Copy every entry below word for word, keeping each line unchanged and in its original order.

**DATA TO USE**
━━━━━━━━━━━━━━━━

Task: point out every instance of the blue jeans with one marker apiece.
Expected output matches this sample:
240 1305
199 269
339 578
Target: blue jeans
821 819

━━━━━━━━━━━━━━━━

**THE COMPLETED TASK**
Task: point out every instance of the blue jeans with one marker apiece.
Expected output matches this sample:
240 1305
199 269
339 578
Target: blue jeans
821 819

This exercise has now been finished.